TO DO –
Write out, please, the line containing "number 2, one" together with all lines after it, up to and including the last one, with no other output.

Object location annotation data –

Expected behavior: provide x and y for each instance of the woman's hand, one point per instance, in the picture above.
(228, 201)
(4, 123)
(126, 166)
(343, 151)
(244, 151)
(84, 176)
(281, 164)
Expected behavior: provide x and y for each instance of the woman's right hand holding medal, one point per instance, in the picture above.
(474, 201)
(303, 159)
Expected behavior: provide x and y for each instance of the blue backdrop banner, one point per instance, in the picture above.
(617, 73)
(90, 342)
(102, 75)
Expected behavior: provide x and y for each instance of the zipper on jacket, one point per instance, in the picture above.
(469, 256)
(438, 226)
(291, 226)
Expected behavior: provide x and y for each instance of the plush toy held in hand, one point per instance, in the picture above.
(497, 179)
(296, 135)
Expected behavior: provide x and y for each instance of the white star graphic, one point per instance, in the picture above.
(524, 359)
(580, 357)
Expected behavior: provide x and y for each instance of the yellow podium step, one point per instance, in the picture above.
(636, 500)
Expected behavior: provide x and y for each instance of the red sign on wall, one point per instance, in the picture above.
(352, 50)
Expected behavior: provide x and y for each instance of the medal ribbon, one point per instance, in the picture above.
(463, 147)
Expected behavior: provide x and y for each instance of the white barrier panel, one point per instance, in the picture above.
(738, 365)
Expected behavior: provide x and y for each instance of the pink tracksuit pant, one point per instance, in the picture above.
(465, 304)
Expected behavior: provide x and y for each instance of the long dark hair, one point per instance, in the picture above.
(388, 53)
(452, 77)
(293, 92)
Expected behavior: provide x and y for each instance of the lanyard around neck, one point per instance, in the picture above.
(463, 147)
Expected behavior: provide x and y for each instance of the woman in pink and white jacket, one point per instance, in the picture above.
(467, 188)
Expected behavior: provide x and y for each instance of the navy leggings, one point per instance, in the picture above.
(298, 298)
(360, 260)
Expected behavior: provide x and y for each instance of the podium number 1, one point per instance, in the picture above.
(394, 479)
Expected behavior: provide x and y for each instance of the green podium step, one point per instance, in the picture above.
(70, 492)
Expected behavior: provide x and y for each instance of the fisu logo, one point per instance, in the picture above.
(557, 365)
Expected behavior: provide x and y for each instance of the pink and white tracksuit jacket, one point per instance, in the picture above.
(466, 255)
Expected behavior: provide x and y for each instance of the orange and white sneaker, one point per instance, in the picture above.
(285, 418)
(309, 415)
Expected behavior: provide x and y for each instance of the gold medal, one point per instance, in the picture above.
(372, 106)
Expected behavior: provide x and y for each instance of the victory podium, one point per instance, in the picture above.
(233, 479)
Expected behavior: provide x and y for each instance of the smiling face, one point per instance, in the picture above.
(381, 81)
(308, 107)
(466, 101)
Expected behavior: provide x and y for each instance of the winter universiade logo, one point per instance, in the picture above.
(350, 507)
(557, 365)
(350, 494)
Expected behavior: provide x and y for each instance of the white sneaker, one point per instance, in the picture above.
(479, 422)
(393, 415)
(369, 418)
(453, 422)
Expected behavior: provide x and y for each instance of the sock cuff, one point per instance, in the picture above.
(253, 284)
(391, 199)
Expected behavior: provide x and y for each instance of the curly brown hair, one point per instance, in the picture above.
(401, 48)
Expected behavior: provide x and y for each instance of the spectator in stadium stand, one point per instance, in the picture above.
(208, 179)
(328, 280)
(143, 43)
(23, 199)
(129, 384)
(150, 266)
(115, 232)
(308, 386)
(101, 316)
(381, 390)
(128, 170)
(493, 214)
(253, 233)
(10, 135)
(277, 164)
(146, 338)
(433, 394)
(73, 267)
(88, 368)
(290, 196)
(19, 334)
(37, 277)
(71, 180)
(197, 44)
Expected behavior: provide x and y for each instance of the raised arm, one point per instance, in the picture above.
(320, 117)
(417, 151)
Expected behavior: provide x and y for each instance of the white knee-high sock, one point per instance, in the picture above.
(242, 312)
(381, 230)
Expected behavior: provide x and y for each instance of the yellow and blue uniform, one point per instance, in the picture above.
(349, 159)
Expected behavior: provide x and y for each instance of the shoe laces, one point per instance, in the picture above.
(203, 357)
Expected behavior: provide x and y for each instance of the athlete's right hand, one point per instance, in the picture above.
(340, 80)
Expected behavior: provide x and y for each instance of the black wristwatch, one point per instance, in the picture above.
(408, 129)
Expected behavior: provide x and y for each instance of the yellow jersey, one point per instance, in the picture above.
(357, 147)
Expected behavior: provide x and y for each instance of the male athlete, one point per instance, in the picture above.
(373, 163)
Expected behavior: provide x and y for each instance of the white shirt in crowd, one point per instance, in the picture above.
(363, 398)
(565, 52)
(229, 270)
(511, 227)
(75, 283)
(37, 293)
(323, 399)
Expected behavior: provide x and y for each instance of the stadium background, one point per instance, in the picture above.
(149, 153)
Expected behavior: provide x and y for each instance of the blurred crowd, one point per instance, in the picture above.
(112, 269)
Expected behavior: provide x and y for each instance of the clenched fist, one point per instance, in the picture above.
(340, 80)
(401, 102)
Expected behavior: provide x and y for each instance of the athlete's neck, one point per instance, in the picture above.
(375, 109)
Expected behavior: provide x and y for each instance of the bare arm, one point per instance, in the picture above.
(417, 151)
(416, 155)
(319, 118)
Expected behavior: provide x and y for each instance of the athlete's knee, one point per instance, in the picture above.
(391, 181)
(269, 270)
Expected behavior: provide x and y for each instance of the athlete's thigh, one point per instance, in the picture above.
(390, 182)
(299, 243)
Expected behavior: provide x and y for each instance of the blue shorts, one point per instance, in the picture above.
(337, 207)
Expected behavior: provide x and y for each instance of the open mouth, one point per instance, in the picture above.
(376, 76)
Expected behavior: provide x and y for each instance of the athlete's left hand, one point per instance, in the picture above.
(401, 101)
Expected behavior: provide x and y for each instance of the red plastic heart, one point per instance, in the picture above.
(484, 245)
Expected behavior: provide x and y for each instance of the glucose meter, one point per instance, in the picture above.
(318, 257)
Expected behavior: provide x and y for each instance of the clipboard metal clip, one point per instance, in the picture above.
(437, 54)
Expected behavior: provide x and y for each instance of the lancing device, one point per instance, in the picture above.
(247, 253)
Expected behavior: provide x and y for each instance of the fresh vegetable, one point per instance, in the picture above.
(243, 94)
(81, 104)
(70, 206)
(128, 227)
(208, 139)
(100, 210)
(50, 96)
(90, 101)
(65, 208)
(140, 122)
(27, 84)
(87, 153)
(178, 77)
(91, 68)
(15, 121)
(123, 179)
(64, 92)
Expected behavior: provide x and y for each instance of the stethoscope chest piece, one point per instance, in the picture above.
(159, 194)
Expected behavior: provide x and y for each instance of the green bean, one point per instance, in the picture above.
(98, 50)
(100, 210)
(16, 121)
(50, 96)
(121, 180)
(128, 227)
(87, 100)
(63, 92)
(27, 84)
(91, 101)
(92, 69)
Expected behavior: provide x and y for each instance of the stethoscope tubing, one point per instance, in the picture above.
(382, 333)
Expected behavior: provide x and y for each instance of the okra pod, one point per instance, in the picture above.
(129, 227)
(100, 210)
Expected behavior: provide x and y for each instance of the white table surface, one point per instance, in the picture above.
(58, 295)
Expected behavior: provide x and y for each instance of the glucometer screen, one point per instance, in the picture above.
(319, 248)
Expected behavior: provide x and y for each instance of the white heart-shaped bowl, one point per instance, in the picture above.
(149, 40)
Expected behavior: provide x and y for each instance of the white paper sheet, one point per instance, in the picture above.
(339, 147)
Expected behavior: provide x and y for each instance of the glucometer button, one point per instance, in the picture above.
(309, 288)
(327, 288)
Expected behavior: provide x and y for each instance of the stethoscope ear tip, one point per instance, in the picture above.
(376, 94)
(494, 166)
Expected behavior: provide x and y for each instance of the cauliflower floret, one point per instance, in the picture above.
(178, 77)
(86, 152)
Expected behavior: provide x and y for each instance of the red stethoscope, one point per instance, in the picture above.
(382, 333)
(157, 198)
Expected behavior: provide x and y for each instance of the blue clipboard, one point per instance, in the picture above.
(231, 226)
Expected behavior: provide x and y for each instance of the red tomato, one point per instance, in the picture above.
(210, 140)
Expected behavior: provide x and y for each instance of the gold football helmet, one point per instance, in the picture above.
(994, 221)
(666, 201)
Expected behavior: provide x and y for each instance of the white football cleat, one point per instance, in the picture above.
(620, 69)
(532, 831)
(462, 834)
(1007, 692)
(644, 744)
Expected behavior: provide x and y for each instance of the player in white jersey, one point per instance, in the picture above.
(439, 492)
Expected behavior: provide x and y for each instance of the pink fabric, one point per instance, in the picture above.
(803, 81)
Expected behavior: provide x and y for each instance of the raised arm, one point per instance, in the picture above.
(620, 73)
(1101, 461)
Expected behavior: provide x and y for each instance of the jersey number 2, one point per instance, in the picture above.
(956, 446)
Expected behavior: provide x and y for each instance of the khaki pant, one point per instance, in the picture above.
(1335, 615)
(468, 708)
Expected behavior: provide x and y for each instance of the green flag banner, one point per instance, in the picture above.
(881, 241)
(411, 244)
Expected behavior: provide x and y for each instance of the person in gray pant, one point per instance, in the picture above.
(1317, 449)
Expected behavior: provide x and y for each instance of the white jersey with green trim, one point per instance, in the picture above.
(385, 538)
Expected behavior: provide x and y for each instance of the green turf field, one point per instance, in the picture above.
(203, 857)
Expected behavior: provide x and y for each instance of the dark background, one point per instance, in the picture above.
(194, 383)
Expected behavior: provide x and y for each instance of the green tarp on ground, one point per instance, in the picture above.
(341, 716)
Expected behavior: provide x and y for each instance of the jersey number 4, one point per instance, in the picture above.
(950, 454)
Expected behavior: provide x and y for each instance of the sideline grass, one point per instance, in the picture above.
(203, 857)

ANSWER TO THE EXERCISE –
Expected behavior: provide x and y for each instance of the jersey number 2, one point per instance, in the picture above.
(956, 446)
Expected behavior: provide x and y for each instance of the khaki pant, one point per instance, in the picture above.
(1335, 615)
(468, 708)
Expected behavior: provide x and y for each instance of the green flag banner, one point per instance, in the picture above.
(881, 241)
(411, 244)
Expected behavior: provide x and y for each instance of the person in gray pant, one point per instance, in the picture above.
(1317, 449)
Expected behavior: provide x and y for each instance of the white jersey with green trim, one point per instance, in the picture above.
(385, 538)
Expected behavior: provide x and y for each instance of the green turf field, one point per instance, in the picture above.
(203, 857)
Expected behavior: provide x and y for each instance of the dark background, one point per instance, in the picture above.
(194, 383)
Expected behavior: provide x and y for each instance of the green tarp on ground, one point per instance, in the picture above.
(341, 716)
Expected behavior: provide x and y for each instance of the jersey number 4, one point per instance, in the picture above.
(950, 454)
Expected behavior: provide x and y for each instance of the sideline grass, one point per instance, in the picture above.
(203, 857)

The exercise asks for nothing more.